PROBLEM DETAILS —
Search the material for the string "sedan", then return every line where it is found.

⟨

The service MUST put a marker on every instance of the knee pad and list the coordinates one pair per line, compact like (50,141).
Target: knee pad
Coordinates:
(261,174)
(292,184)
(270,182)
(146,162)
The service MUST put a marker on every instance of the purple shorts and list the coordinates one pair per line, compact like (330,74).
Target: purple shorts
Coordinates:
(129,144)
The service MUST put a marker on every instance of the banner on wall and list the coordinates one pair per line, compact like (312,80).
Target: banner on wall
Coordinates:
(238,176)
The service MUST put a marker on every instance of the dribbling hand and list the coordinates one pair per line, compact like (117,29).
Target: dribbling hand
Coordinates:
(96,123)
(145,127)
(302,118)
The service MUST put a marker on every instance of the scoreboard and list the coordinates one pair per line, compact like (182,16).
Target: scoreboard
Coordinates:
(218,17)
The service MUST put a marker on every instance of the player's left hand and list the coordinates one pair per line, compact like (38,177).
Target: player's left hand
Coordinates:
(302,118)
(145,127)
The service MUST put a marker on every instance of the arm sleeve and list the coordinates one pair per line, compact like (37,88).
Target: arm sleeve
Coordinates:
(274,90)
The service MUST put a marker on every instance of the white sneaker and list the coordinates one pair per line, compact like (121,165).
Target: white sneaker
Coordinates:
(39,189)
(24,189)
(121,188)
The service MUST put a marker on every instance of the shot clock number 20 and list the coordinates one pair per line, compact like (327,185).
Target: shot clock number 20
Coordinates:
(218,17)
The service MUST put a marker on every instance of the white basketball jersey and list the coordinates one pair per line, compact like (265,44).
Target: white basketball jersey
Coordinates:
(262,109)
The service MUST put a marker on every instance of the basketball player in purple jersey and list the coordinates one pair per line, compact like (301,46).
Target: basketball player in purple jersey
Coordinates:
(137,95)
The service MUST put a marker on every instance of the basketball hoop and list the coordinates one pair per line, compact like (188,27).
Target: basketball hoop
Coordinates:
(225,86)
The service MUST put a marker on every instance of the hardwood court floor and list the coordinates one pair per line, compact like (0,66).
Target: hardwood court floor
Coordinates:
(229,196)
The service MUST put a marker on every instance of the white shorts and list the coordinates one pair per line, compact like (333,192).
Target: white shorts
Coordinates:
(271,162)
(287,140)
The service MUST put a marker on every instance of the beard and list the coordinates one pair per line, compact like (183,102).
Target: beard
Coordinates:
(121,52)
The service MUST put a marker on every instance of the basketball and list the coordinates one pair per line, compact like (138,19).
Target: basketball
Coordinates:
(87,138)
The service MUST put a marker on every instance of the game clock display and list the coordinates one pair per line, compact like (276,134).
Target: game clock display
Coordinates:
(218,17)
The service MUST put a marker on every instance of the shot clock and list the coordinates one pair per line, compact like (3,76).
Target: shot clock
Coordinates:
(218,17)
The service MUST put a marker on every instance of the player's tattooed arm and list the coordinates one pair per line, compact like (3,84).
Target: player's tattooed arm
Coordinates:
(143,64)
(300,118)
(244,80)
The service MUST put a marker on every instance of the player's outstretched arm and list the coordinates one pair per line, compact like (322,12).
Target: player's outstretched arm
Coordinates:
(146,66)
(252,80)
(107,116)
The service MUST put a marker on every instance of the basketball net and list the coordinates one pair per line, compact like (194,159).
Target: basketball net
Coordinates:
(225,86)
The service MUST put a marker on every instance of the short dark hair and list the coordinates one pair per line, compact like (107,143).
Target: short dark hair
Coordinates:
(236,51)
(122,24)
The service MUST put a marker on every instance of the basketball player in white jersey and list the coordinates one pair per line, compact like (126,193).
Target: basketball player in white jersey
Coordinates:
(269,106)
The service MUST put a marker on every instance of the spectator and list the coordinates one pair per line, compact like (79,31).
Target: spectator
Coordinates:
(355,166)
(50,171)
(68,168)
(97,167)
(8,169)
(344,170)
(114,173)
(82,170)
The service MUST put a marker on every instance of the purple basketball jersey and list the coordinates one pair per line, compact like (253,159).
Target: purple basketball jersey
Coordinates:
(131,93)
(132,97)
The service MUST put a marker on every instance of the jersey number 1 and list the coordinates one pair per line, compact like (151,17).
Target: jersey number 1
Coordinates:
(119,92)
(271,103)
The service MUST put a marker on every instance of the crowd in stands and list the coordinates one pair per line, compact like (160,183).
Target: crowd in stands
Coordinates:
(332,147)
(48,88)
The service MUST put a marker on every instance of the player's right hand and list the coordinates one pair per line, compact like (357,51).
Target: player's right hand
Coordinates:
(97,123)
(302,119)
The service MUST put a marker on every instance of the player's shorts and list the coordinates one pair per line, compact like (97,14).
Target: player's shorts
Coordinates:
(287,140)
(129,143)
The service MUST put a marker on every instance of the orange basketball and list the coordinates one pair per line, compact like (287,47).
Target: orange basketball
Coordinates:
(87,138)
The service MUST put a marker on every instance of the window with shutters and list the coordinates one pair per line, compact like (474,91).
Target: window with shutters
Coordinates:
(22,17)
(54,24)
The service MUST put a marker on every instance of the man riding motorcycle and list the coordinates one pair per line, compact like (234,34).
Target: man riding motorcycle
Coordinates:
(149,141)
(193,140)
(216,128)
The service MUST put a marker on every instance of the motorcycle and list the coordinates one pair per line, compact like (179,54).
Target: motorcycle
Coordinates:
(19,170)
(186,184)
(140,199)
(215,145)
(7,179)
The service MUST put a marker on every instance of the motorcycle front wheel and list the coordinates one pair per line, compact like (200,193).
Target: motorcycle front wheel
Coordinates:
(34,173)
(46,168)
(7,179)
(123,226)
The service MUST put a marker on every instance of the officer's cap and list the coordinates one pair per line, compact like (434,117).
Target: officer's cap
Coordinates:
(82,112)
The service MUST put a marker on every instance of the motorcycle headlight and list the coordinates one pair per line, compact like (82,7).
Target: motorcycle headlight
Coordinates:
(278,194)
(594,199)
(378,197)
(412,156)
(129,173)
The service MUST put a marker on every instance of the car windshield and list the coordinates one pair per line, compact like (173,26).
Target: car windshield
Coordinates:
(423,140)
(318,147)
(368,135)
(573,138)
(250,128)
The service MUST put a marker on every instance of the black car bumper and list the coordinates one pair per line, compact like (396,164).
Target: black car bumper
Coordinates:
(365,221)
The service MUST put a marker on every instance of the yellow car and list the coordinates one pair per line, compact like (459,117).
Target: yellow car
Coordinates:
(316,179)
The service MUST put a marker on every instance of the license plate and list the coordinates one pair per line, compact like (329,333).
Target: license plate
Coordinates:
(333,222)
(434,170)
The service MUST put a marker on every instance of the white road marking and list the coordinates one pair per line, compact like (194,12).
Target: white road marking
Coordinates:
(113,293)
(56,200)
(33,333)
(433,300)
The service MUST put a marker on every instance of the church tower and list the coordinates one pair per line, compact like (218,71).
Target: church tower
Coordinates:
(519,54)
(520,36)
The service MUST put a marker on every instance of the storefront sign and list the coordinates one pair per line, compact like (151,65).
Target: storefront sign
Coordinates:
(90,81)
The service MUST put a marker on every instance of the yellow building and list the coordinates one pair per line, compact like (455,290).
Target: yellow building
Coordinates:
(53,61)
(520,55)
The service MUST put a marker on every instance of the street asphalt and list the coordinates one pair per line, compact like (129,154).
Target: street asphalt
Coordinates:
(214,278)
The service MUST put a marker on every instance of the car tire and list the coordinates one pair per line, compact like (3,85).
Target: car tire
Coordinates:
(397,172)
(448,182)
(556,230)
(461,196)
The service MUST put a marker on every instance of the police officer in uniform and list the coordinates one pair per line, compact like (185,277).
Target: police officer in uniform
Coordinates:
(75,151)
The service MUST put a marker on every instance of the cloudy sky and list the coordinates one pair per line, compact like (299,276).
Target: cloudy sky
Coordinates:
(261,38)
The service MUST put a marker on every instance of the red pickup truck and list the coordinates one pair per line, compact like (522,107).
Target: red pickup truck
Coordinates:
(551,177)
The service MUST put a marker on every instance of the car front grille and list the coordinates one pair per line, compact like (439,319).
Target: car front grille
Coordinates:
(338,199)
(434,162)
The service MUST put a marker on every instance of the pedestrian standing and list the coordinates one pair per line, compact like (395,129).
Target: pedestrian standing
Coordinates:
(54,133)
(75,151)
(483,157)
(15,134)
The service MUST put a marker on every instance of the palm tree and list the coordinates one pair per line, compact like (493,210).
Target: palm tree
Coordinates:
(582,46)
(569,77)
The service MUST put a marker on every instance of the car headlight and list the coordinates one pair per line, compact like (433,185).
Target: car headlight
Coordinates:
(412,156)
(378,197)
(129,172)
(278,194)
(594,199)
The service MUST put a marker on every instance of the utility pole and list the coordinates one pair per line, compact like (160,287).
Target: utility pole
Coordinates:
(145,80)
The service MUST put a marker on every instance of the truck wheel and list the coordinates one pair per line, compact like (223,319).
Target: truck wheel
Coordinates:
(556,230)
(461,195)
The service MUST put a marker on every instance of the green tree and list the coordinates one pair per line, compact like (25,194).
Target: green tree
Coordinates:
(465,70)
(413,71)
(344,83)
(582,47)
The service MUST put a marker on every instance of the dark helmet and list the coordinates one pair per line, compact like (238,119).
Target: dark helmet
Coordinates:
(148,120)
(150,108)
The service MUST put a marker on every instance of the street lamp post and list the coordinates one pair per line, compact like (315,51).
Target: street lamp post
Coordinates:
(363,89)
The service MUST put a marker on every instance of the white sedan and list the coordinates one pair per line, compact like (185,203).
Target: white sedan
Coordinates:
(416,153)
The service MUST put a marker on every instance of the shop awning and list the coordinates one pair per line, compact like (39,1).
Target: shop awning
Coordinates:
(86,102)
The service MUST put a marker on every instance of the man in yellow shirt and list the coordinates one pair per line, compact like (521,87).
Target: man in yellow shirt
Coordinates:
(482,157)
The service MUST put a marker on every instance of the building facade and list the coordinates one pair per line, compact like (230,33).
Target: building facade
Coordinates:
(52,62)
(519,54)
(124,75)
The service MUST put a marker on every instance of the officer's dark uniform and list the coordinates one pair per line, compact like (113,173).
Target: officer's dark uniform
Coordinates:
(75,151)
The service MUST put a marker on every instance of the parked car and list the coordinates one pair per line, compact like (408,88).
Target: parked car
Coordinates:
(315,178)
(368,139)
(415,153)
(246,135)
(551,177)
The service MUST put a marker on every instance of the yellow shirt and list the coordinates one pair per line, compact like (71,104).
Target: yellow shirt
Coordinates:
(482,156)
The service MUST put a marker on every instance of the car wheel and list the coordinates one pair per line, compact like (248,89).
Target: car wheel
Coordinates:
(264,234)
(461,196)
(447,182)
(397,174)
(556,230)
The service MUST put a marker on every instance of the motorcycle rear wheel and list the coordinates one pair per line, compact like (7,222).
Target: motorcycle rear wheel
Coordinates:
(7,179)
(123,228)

⟩

COMPLETED EXERCISE —
The service MUST put a marker on every instance of the white sedan and list the coordinates one pair per line, compact like (185,203).
Target: white sedan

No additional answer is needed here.